(Collected data)
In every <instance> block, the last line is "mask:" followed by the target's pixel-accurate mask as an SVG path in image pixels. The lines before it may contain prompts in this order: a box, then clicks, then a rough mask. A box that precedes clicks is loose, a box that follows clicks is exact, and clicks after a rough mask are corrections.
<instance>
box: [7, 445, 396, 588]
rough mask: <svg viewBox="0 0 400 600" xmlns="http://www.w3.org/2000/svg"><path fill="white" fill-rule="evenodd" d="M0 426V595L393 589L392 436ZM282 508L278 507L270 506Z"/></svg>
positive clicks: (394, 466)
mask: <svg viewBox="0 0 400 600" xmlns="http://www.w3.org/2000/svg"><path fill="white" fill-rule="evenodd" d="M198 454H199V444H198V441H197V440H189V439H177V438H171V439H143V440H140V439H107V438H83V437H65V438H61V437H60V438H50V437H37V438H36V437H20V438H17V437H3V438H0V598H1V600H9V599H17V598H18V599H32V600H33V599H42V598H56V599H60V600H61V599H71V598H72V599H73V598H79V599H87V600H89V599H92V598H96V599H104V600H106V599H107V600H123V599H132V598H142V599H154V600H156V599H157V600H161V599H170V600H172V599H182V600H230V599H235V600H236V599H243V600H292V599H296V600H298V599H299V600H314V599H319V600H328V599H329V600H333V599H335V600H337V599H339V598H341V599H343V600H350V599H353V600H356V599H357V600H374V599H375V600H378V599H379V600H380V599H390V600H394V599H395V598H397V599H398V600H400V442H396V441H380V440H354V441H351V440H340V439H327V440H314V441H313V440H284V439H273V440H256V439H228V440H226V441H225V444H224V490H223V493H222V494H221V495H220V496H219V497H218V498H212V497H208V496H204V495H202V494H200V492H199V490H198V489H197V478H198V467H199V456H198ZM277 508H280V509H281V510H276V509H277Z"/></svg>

Task directions –
Copy every item above line for line, changing nothing.

Response –
In every <instance> block, the last line is "mask:" followed by the target's pixel-accurate mask as an SVG path in image pixels. The lines before it may contain prompts in this order: a box, then clicks, then a rough mask. A box that precedes clicks is loose, a box that follows clicks is exact, and clicks after a rough mask are corrections.
<instance>
box: [7, 445, 396, 588]
rough mask: <svg viewBox="0 0 400 600" xmlns="http://www.w3.org/2000/svg"><path fill="white" fill-rule="evenodd" d="M0 426V595L393 589L392 436ZM282 508L278 507L270 506Z"/></svg>
positive clicks: (394, 466)
mask: <svg viewBox="0 0 400 600" xmlns="http://www.w3.org/2000/svg"><path fill="white" fill-rule="evenodd" d="M198 454H199V444H198V441H197V440H189V439H177V438H171V439H143V440H140V439H107V438H83V437H65V438H61V437H60V438H50V437H37V438H36V437H20V438H17V437H3V438H0V598H1V600H9V599H17V598H18V599H32V600H33V599H42V598H56V599H60V600H61V599H71V598H72V599H73V598H79V599H87V600H89V599H92V598H96V599H104V600H106V599H107V600H123V599H132V598H142V599H154V600H156V599H157V600H161V599H170V600H172V599H182V600H230V599H235V600H236V599H243V600H292V599H296V600H298V599H299V600H314V599H319V600H328V599H329V600H333V599H335V600H337V599H339V598H341V599H343V600H350V599H353V600H356V599H357V600H374V599H375V600H378V599H379V600H380V599H390V600H394V599H395V598H397V599H398V600H400V442H396V441H380V440H354V441H351V440H340V439H327V440H314V441H313V440H284V439H273V440H256V439H228V440H226V441H225V444H224V490H223V493H222V494H221V495H220V496H219V497H218V498H212V497H208V496H204V495H202V494H200V492H199V490H198V489H197V478H198V467H199V456H198ZM277 508H280V509H281V510H276V509H277Z"/></svg>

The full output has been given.